* [EXERCISE DIRECTIONS]:
Reproduce the part of the records below that begins with the line containing "Locate every instance of the wheel" and continues through the end of the records, keeping every line, and offset each coordinate in the answers by adding 109.

(Pointing dataset excerpts)

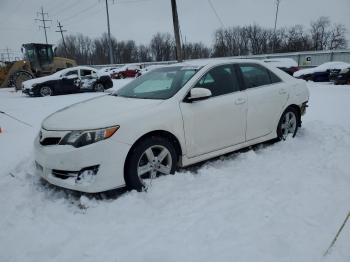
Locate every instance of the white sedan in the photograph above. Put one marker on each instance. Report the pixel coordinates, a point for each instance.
(171, 117)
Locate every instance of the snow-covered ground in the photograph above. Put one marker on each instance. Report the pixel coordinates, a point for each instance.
(279, 202)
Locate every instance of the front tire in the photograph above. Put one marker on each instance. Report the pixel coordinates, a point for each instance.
(149, 159)
(45, 91)
(288, 124)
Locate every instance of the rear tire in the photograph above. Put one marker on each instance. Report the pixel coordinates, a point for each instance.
(288, 124)
(149, 159)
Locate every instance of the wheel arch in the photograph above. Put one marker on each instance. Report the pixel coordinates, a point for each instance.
(156, 133)
(298, 110)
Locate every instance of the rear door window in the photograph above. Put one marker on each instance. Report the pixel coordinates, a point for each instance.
(255, 75)
(220, 80)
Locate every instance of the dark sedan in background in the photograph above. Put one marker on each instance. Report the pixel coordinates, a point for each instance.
(71, 80)
(340, 76)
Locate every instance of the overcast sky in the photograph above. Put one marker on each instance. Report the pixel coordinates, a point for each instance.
(140, 19)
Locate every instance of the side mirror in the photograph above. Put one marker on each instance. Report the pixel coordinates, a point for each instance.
(198, 93)
(70, 76)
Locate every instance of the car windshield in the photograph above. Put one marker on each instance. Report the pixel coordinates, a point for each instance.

* [TASK RESPONSE]:
Locate every instance of the wheel arch in the photograph above. Put one marker on each instance. Report the pixel coordinates, a point for each instance.
(265, 242)
(407, 219)
Locate every instance of the rear door window in the photograph above. Put one marker on each instance. Report the pixel coordinates, a point for each instance.
(364, 184)
(329, 189)
Locate every instance of the dark sedan in background in the photograph above. Put one marker on each instance. Report the pixel coordinates, a point for each instance.
(180, 189)
(449, 185)
Locate every instance of the overcast sky in the photograph above. Put one marker on each instance. Report the pixel coordinates, a point for each instance.
(249, 128)
Locate every instance of the side mirror in the photograph above. Put one marker on each instance. Report the pixel coordinates, a point for each instance.
(307, 202)
(179, 185)
Locate every instance of the car windshield in the photograph above. Put one marker on each instance. Report the pixel coordinates, a point for each instance.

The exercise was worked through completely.